* [Passage provided]:

===============

WHAT SHOULD HEALTHCARE PROVIDERS DO NOW TO COMPLY WITH THE NEW REGULATIONS?
Healthcare providers should make both technical and operational changes to comply with the new regulations. From a technical standpoint, providers should contact their Electronic Health Records (EHR) vendors to ensure that their EHR software is certified to comply with the Information Blocking Rule. Providers should also have a careful discussion with their vendors as to the mechanics of how and under what circumstances access will be allowed to the providers’ electronic medical records.
From an operational standpoint, the following is recommended:
- Training of staff on the new regulations
- Modifications to the HIPAA Notice of Privacy Practices
- Potential modifications to HIPAA Business Associate Agreements
- Revisions to HIPAA policies regarding access to medical records
As can be seen, most of the technical and operational changes discussed above relate to the issue of access to healthcare providers’ records, not only by patients, but also by other healthcare providers and third parties.

===============

* [Apply what you read]:
1. Answer these questions from the passage on complying with the new healthcare regulations:
(a) Whom should providers contact from a technical standpoint?
(b) What HIPAA document should be modified, not merely potentially modified?
(c) Besides patients, who else's access to providers' records do most of the changes relate to?
2. In the passage on complying with the new healthcare regulations, explain why providers should contact their EHR vendors.
3. Write the next paragraph of the passage on complying with the new healthcare regulations, picking up after its last sentence.

Stored items
===============

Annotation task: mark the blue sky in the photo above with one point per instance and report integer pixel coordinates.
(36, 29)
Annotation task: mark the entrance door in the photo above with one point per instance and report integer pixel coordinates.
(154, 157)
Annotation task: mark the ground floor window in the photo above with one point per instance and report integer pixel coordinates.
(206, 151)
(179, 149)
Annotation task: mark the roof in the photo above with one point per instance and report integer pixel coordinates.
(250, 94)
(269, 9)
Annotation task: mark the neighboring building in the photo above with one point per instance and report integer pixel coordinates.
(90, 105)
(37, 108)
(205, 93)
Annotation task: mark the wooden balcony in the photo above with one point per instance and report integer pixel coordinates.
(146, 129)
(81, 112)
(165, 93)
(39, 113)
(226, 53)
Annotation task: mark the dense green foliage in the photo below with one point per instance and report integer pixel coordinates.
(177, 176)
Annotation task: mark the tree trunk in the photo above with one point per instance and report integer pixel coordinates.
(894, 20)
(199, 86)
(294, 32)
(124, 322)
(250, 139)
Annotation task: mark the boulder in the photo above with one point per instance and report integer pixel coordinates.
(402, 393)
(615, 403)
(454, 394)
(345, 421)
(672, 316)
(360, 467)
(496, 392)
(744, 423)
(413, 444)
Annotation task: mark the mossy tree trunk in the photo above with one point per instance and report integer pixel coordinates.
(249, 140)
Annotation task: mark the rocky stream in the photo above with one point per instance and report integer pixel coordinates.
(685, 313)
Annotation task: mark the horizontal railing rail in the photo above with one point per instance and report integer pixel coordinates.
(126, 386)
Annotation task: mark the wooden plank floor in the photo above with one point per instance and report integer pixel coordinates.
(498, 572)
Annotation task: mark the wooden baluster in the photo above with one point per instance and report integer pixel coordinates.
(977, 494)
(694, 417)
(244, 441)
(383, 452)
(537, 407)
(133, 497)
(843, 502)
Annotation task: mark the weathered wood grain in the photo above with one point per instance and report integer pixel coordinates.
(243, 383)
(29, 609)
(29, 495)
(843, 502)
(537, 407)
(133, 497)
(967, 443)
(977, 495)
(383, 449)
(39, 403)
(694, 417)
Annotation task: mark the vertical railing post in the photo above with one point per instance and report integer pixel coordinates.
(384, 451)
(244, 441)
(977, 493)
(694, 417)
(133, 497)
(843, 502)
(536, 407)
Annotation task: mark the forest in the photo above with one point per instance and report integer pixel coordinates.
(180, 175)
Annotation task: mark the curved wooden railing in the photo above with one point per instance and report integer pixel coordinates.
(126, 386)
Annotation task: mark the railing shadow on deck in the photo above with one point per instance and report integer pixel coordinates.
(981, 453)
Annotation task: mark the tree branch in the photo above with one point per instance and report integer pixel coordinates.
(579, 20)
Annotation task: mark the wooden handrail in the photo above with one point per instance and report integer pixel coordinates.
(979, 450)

===============

* [Answers per task]:
1.
(a) Their Electronic Health Records (EHR) vendors.
(b) The HIPAA Notice of Privacy Practices.
(c) Other healthcare providers and third parties.

2. Providers should contact their EHR vendors to make sure their EHR software is certified to comply with the Information Blocking Rule.

3.
WHAT ARE THE PENALTIES FOR INFORMATION BLOCKING?
To be held responsible under the Information Blocking Rule, healthcare providers must have intent to act in a way that would block or prevent access to health information. Mere negligence is not enough to constitute a violation. The penalties under the new regulations are different for health information technology companies and healthcare providers. Health information technology companies who are found to be in violation of the new rules will be subject to civil monetary penalties of up to one million dollars per violation. By contrast, for healthcare providers, there is no current monetary penalty, although the regulations state that violators will be referred to “an appropriate agency” for imposition of “appropriate disincentives.” Obviously, this is extremely vague and the reality is that until the government issues further regulations, healthcare providers are unlikely to be severely penalized at this time. This is likely to change over the next year as further rules are implemented.
WHAT MALPRACTICE AND RISK MANAGEMENT CONCERNS ARE RAISED BY THE NEW INFORMATION BLOCKING RULE?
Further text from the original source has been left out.